**How to complete this task:**
Filter the entries for the word "coordinates". Copy each line in which it occurs.

*** Begin section ***

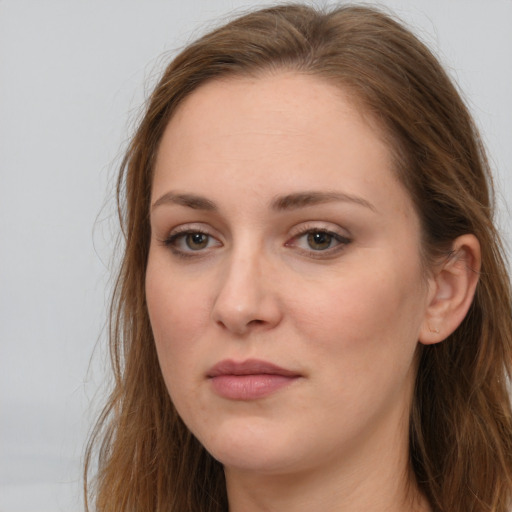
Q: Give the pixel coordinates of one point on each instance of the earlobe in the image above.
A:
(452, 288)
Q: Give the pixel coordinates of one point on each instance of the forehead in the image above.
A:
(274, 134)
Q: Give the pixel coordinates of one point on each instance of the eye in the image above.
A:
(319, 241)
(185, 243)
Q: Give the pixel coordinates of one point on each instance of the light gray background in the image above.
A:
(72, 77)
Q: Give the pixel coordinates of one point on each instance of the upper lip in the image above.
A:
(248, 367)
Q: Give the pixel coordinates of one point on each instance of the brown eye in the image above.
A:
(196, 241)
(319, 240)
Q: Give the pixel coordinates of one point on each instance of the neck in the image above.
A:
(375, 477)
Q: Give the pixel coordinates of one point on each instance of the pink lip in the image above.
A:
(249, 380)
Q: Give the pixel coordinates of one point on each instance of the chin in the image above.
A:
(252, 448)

*** End section ***
*** Begin section ***

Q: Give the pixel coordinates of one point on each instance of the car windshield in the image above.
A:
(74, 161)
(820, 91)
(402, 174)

*** End section ***
*** Begin section ***

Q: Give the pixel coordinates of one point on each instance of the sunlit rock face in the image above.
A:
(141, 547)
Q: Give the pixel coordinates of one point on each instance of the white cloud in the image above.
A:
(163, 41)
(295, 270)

*** End section ***

**Output for this task:**
Q: Give the pixel coordinates of one point on each instance of the earlobe in the image above.
Q: Give the pixel coordinates of one point on each instance of the forehead in the image above.
Q: Give the pixel coordinates of one point on each instance of the eye in the image above.
Q: Give the pixel coordinates of one point on each instance of the light gray background in the image above.
Q: Give the pixel coordinates of one point on each instance of the upper lip in the image above.
Q: Give the pixel coordinates of one point on each instance of the brown eye in the image above.
Q: Give the pixel coordinates of one point on each instance of the neck in the image above.
Q: Give the pixel coordinates of one point on each instance of the pink lip in the image above.
Q: Give the pixel coordinates of one point on each instance of the chin in the image above.
Q: Give the pixel coordinates of one point on each instance of the car windshield in the image above.
Q: Give the pixel coordinates of one point on each instance of the sunlit rock face in the image above.
Q: Give the pixel coordinates of one point on each instance of the white cloud in the image above.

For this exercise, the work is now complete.